■ **Requirement**
Pictures excluded, copy every record that follows exactly as it appears.

┌────────

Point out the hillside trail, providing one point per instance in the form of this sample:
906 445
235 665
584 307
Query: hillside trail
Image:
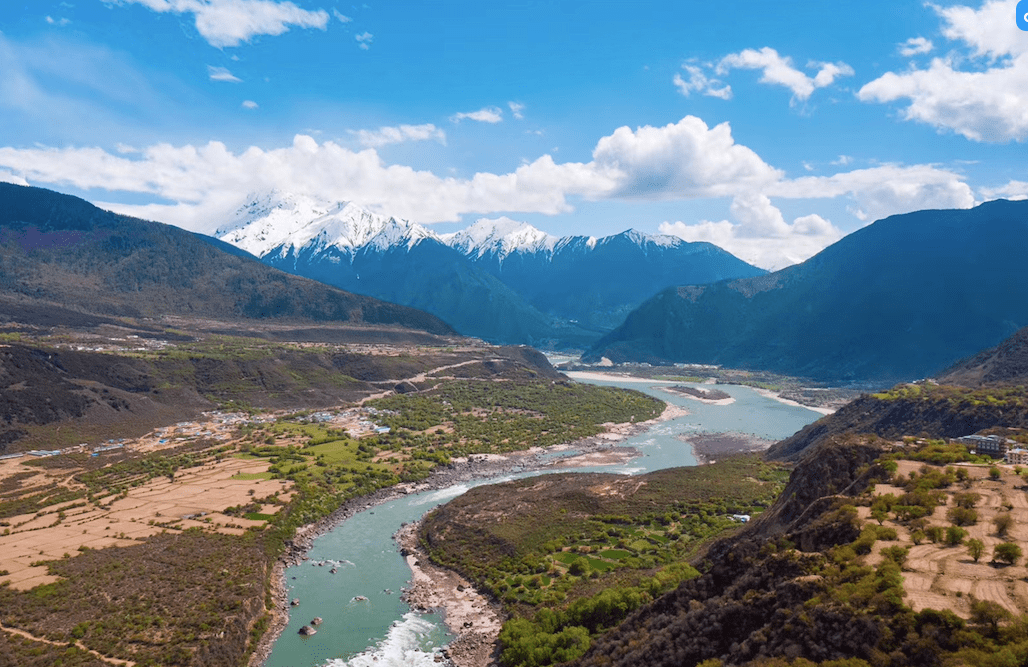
424 376
941 577
78 644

└────────

■ **Reply to the task**
Point out the hillside trail, providing one point per instance in the form of this sample:
906 445
235 665
584 307
Query: hillside trail
Image:
424 376
941 577
78 644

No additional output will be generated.